Required task: Repeat every line of the listing below word for word, but leave out the pictures.

Stored rows:
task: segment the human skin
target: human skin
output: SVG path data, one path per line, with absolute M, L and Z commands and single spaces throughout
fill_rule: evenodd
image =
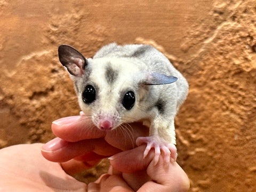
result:
M 124 136 L 127 132 L 116 133 L 113 135 L 92 126 L 85 129 L 87 122 L 85 116 L 62 118 L 53 122 L 52 126 L 58 137 L 46 144 L 19 145 L 0 150 L 0 190 L 188 190 L 188 177 L 176 162 L 166 164 L 161 157 L 155 165 L 154 150 L 143 158 L 145 145 L 127 150 L 134 144 L 133 140 L 126 138 L 124 140 L 123 138 L 116 137 L 118 134 Z M 135 139 L 147 133 L 147 130 L 139 129 L 140 126 L 134 124 L 130 127 Z M 84 171 L 106 157 L 110 157 L 109 171 L 95 182 L 87 185 L 70 176 Z

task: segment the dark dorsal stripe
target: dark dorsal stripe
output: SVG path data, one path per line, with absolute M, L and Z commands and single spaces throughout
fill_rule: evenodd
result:
M 105 76 L 107 82 L 109 84 L 113 84 L 117 78 L 118 75 L 118 71 L 116 70 L 113 69 L 110 66 L 110 63 L 108 63 L 105 71 Z

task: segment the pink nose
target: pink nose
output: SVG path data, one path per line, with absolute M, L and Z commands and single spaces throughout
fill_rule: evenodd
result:
M 110 130 L 112 126 L 112 122 L 108 120 L 103 120 L 100 123 L 100 129 L 102 130 Z

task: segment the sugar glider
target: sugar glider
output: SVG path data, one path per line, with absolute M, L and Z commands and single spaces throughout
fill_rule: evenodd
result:
M 82 110 L 98 129 L 110 131 L 142 122 L 149 135 L 138 138 L 136 144 L 147 144 L 144 157 L 154 148 L 156 164 L 161 151 L 165 162 L 176 160 L 174 117 L 188 84 L 162 53 L 148 45 L 111 43 L 92 58 L 67 45 L 60 45 L 58 53 Z

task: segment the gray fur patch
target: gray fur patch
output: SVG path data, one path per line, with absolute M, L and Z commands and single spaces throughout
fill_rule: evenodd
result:
M 165 110 L 165 102 L 162 99 L 159 99 L 156 103 L 156 107 L 158 110 L 159 113 L 163 114 Z
M 113 68 L 108 65 L 106 68 L 105 76 L 107 82 L 111 85 L 116 81 L 118 76 L 118 73 L 117 70 L 113 69 Z

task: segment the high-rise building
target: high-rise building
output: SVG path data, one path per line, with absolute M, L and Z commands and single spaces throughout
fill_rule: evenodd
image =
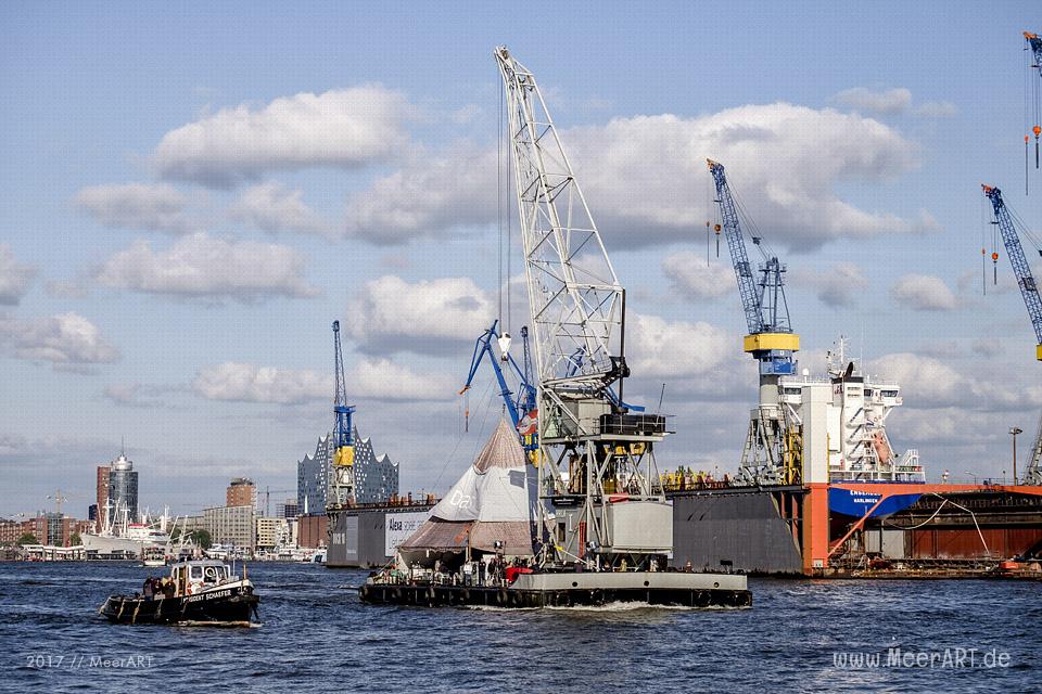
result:
M 94 518 L 97 527 L 94 530 L 101 532 L 109 524 L 109 473 L 112 468 L 109 465 L 98 465 L 98 517 Z
M 100 474 L 100 473 L 99 473 Z M 138 473 L 134 470 L 134 462 L 125 453 L 112 461 L 109 471 L 109 503 L 112 512 L 118 514 L 110 522 L 123 519 L 126 511 L 127 519 L 136 523 L 138 519 Z M 104 512 L 102 512 L 104 514 Z
M 296 499 L 287 499 L 285 503 L 275 504 L 276 518 L 295 518 L 300 515 L 300 506 L 296 505 Z
M 257 512 L 253 504 L 216 506 L 203 510 L 203 520 L 211 540 L 252 550 L 257 543 Z
M 236 477 L 225 491 L 226 506 L 256 506 L 257 487 L 252 479 Z
M 358 429 L 355 439 L 355 503 L 383 503 L 398 493 L 398 464 L 384 453 L 373 452 L 372 440 L 361 438 Z M 296 504 L 302 515 L 319 515 L 326 512 L 331 480 L 330 461 L 333 455 L 333 437 L 330 434 L 318 439 L 314 455 L 305 455 L 296 465 Z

Answer for this exercise:
task: segment the human skin
target: human skin
output: SVG path data, one path per line, with absolute M, L and Z commands and single spaces throughout
fill_rule: evenodd
image =
result:
M 124 136 L 127 132 L 116 133 L 113 135 L 92 126 L 85 129 L 87 122 L 85 116 L 62 118 L 53 122 L 52 126 L 58 137 L 46 144 L 19 145 L 0 150 L 0 190 L 188 190 L 188 177 L 176 162 L 166 164 L 161 157 L 155 165 L 154 150 L 143 158 L 145 145 L 127 150 L 134 144 L 133 140 L 126 138 L 124 140 L 123 138 L 116 137 L 118 134 Z M 135 139 L 147 133 L 147 130 L 139 129 L 140 126 L 134 124 L 130 127 Z M 84 171 L 106 157 L 110 157 L 109 171 L 95 182 L 87 185 L 70 176 Z

task: segment the dark dorsal stripe
target: dark dorsal stripe
output: SVG path data, one path per line, with absolute M, L and Z commands and single spaces throughout
fill_rule: evenodd
result:
M 105 76 L 107 82 L 109 84 L 113 84 L 117 78 L 118 75 L 118 71 L 116 70 L 113 69 L 110 66 L 110 63 L 108 63 L 105 71 Z

task: segment the pink nose
target: pink nose
output: SVG path data, one path per line, with absolute M, L and Z commands and single spaces throughout
fill_rule: evenodd
result:
M 110 130 L 112 126 L 112 122 L 108 120 L 103 120 L 100 123 L 100 129 L 102 130 Z

task: segment the sugar glider
target: sugar glider
output: SVG path data, one path per line, with absolute M, L and Z commands and single spaces throughout
fill_rule: evenodd
result:
M 82 110 L 98 129 L 110 131 L 142 122 L 149 135 L 138 138 L 136 144 L 147 144 L 144 157 L 154 148 L 156 164 L 161 151 L 165 162 L 176 160 L 174 117 L 188 84 L 162 53 L 148 45 L 111 43 L 92 58 L 67 45 L 60 45 L 58 53 Z

task: segment the gray fur patch
target: gray fur patch
output: SVG path data, one path per line, with absolute M, L and Z commands and single spaces throughout
fill_rule: evenodd
result:
M 165 110 L 165 102 L 162 99 L 159 99 L 156 103 L 156 107 L 158 110 L 159 113 L 163 114 Z
M 113 68 L 108 65 L 106 68 L 105 76 L 107 82 L 111 85 L 116 81 L 118 76 L 118 73 L 117 70 L 113 69 Z

task: segment the high-rise building
target: high-rise building
output: SVG path data, one path per line, with absolute M, L and Z commands and single spaces throughout
fill_rule: evenodd
image =
result:
M 94 518 L 97 527 L 94 530 L 101 532 L 109 524 L 109 473 L 112 468 L 109 465 L 98 465 L 98 517 Z
M 100 474 L 100 473 L 99 473 Z M 138 473 L 134 470 L 134 462 L 125 453 L 112 461 L 109 471 L 109 503 L 112 512 L 118 514 L 110 522 L 123 519 L 126 511 L 127 519 L 136 523 L 138 519 Z M 104 512 L 102 512 L 104 514 Z
M 296 499 L 287 499 L 285 503 L 275 504 L 276 518 L 295 518 L 300 515 L 300 506 L 296 505 Z
M 257 512 L 253 504 L 216 506 L 203 510 L 203 520 L 211 540 L 252 550 L 257 543 Z
M 236 477 L 225 491 L 226 506 L 256 506 L 257 487 L 252 479 Z
M 358 429 L 355 439 L 355 503 L 383 503 L 398 493 L 398 464 L 384 453 L 373 452 L 372 440 L 361 438 Z M 296 504 L 302 515 L 319 515 L 326 512 L 331 480 L 330 461 L 333 455 L 333 437 L 330 434 L 318 439 L 314 455 L 305 455 L 296 465 Z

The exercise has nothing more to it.